Estratto del documento:
Certo, sono completamente d’accordo. Comunque, i più giovani amano l’auto-tune.
Ma è perfettamente normale che i più giovani, la Generazione Alpha o Z, ascoltino musica fatta con l’auto-tune. Non so perché lo facciano, ma questo è un problema mio. Penso che sia lo stesso per l’intelligenza artificiale.
A proposito di IA, cosa ne pensi?
Non mi piace. Cerco di usare meno tecnologia possibile. So che ovviamente il mio computer è tecnologia. Il mio hardware è tecnologia. So che c’è della tecnologia, ma cerco di usarne il meno possibile. Cerco di avere performance reali e di far sì che sia come se un essere umano suonasse qualcosa. Questo è l’ideale. E poi io la tecnologia la uso con parsimonia. Penso che quando c’è troppa tecnologia si toglie l’umano e si elimina tutto ciò che rende interessante qualcosa. Se qualcosa è così sintetizzato e plastico, credo che faccia ammalare il mondo perché non c’è nulla. È come il fast food. È tutto elaborato e sintetico e non si tratta di vere verdure e di vere cose provenienti dalla terra. E credo che riempire i nostri corpi di sostanze sintetiche, troppe cose sintetiche, ci stia uccidendo. Sta uccidendo i nostri corpi. Sta uccidendo le nostre menti. Sta uccidendo le nostre anime. Usarne un po’ per semplificarsi la vita va bene. Ma deve esserci un limite.
Quali sono state le tue principali sfide creative all’inizio, e come sono cambiate nel corso del tempo?
La sfida principale all’inizio della realizzazione di questo disco era che non sapevo più chi fossi. Avevo perso completamente me stessa. Ero in una situazione così brutta da essere costretta a ritrovare me stessa attraverso la musica. Quindi ho dovuto cercare di tornare alle mie origini, a quello che sapevo di me, ma in modo nuovo. Mi sento una persona diversa sotto molti aspetti. Ma anche una parte di me è ancora la stessa. Il modo in cui faccio musica, alla fine, mi è tornato in mente. Ci è voluto solo un po’ di tempo per tornarci. Quindi la sfida era fare il disco e farlo per me stessa. Mettere al primo posto le mie esigenze, non vivere per nessun altro perché qui non c’è nessun altro. Ora ci sono solo io. Dovevo quindi fare qualcosa per me e non ero abituata a farlo. Quindi le sfide consistevano nel mettere la mia persona al primo posto, nel mettere le mie esigenze al primo posto. E non credo che questo sia cambiato: la musica è il mio unico scopo. È ciò che mi fa alzare la mattina. È il motivo per cui sono qui, per cui stiamo parlando. È il motivo per cui sono viva. E credo di saperlo oggi più che mai. Lo apprezzo più che mai. E spero che continui così. Credo di doverlo tenere a mente e nel mio cuore per il futuro: sapere che ora conta solo la musica. Nient’altro conta.
Quali collaborazioni pensi abbiano influenzato maggiormente il tuo modo di pensare la musica?

Sezione dei dati:
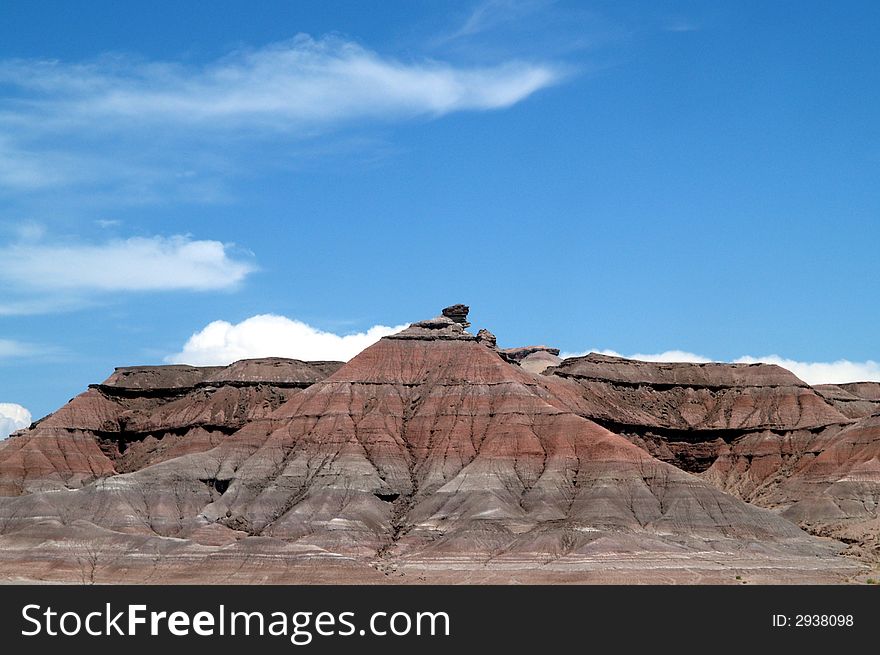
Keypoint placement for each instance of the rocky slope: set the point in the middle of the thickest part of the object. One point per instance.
(431, 453)
(142, 415)
(753, 430)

Lavoro richiesto:
Per favore, cita testualmente il passo dell'intervista che comincia con "Certo, sono completamente" e prosegue fino a "cosa ne pensi?".

Risultato del compito:
Certo, sono completamente d’accordo. Comunque, i più giovani amano l’auto-tune.
Ma è perfettamente normale che i più giovani, la Generazione Alpha o Z, ascoltino musica fatta con l’auto-tune. Non so perché lo facciano, ma questo è un problema mio. Penso che sia lo stesso per l’intelligenza artificiale.
A proposito di IA, cosa ne pensi?